Update the material below by changing every "innermost point" to "central point" and leaving all other text as it is.
>> start Exercise inputs
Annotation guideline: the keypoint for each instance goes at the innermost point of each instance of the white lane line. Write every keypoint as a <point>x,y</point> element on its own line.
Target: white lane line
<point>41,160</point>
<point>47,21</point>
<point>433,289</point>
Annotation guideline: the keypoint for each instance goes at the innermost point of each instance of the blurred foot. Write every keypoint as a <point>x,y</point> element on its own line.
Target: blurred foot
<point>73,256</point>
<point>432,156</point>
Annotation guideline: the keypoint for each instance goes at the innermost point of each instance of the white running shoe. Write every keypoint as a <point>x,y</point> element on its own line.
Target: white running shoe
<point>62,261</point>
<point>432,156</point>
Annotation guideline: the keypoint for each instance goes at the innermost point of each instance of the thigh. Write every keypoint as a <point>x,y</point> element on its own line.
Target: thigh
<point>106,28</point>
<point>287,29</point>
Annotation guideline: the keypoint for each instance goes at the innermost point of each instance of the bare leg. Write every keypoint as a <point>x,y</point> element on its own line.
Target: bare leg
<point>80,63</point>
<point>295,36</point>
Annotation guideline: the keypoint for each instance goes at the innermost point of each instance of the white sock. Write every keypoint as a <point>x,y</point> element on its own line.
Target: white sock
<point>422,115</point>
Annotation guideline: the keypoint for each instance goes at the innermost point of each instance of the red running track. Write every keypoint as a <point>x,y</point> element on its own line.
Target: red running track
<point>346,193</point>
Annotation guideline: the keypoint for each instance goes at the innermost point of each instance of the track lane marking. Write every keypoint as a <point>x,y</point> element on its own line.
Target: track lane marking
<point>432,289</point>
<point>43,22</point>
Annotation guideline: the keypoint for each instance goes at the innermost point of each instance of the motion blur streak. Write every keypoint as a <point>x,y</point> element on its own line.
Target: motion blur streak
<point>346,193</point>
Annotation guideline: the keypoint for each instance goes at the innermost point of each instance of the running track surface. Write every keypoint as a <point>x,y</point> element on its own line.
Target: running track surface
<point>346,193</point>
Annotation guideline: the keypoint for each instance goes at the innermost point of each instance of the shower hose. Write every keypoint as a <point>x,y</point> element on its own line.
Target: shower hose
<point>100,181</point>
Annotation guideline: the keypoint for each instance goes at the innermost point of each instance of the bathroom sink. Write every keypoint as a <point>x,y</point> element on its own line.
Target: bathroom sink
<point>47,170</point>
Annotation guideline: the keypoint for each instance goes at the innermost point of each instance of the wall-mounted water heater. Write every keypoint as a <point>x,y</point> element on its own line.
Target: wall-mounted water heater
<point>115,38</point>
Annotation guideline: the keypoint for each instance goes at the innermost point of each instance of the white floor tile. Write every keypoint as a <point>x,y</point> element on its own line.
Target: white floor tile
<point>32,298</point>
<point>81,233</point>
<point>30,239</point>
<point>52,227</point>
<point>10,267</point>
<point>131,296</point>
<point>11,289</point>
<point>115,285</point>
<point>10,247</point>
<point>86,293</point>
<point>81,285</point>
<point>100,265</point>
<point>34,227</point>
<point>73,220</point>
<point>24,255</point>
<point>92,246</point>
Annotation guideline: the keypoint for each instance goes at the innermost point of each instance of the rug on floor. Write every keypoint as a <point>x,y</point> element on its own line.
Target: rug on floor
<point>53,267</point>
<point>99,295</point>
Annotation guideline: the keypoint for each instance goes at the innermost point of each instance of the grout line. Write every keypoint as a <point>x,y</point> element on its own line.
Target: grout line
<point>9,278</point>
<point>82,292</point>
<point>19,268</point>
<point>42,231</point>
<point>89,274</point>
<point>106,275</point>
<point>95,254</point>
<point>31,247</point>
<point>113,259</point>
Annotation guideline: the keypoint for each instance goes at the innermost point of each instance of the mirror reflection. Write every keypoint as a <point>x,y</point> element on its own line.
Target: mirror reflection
>> end Exercise inputs
Correct answer ::
Annotation guideline: the keypoint for each instance goes at the central point of each instance of the white lane line. Write every keypoint as a <point>x,y</point> element on its own line.
Target: white lane line
<point>41,160</point>
<point>47,21</point>
<point>433,289</point>
Annotation guideline: the keypoint for each instance goes at the central point of each instance of the blurred foot. Write every keypoint as a <point>x,y</point> element on its own line.
Target: blurred foot
<point>73,256</point>
<point>432,156</point>
Annotation guideline: the keypoint for each instance goes at the central point of each instance of the white running shoe. Write every keypoint as a <point>x,y</point> element on its own line.
Target: white running shoe
<point>62,261</point>
<point>432,156</point>
Annotation guideline: the keypoint for each instance goes at the central point of each instance of the thigh. Write every keypoint as a <point>x,y</point> element on its own line.
Target: thigh
<point>106,28</point>
<point>287,29</point>
Annotation guideline: the keypoint for each instance goes at the central point of each instance of the bare leg. Write every keypoint as a <point>x,y</point> element on its own line.
Target: bare leg
<point>80,63</point>
<point>295,36</point>
Annotation guideline: the keypoint for each instance goes at the central point of each instance of the white sock. Write every keypoint as a <point>x,y</point> element on its own line.
Target: white sock
<point>422,115</point>
Annotation guideline: the keypoint for each instance goes at the central point of each instance of the red running track. Write every keypoint as a <point>x,y</point> element on its own line.
Target: red running track
<point>346,193</point>
Annotation guideline: the keypoint for each instance goes at the central point of each instance of the track lane marking. Write every keypoint as a <point>x,y</point> element on its own line.
Target: track lane marking
<point>432,289</point>
<point>43,22</point>
Annotation guideline: the keypoint for each instance goes at the central point of each instance of the motion blur streak. Write every keypoint as a <point>x,y</point> element on its own line.
Target: motion blur streak
<point>346,193</point>
Annotation guideline: the keypoint for each instance goes at the central point of each instance of the running track surface. Write every keypoint as a <point>x,y</point> element on its own line.
Target: running track surface
<point>346,193</point>
Annotation guideline: the keypoint for each instance goes at the central point of each instance of the shower hose. Write every keypoint as a <point>x,y</point> element on its own line.
Target: shower hose
<point>100,181</point>
Annotation guideline: the keypoint for each instance goes at the central point of each instance of the bathroom sink. Write every keypoint as a <point>x,y</point> element on its own line.
Target: bathroom sink
<point>47,170</point>
Annotation guideline: the keypoint for each instance goes at the central point of each instance of the wall-mounted water heater. Write every keypoint as a <point>x,y</point> element on its own line.
Target: wall-mounted water heater
<point>115,38</point>
Annotation guideline: the keypoint for each instance goes at the central point of each instance of the white floor tile. Write every keypoint as a <point>x,y</point> element on its own line.
Target: white floor tile
<point>32,298</point>
<point>81,233</point>
<point>30,239</point>
<point>52,227</point>
<point>10,267</point>
<point>131,296</point>
<point>11,289</point>
<point>115,285</point>
<point>10,247</point>
<point>86,293</point>
<point>81,285</point>
<point>100,265</point>
<point>34,227</point>
<point>73,220</point>
<point>24,255</point>
<point>92,246</point>
Annotation guideline: the keypoint for each instance goes at the central point of each instance of the rug on floor. Write every keypoint as a <point>x,y</point> element on its own line.
Target: rug on floor
<point>53,267</point>
<point>99,295</point>
Annotation guideline: the keypoint for each instance goes at the central point of each instance of the grout line. Write every keypoint as a <point>x,y</point> element on its own line.
Target: grout line
<point>9,278</point>
<point>82,292</point>
<point>19,268</point>
<point>42,231</point>
<point>89,274</point>
<point>106,275</point>
<point>95,254</point>
<point>31,247</point>
<point>113,259</point>
Annotation guideline: the keypoint for each instance goes at the central point of each instance of the mirror reflection. Write every keypoint as a <point>x,y</point> element on its own line.
Target: mirror reflection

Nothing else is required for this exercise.